Supplied data:
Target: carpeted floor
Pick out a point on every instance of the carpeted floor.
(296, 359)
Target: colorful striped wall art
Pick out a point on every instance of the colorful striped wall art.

Required work:
Report only how many lines in the records contain the word "wall".

Solved problem:
2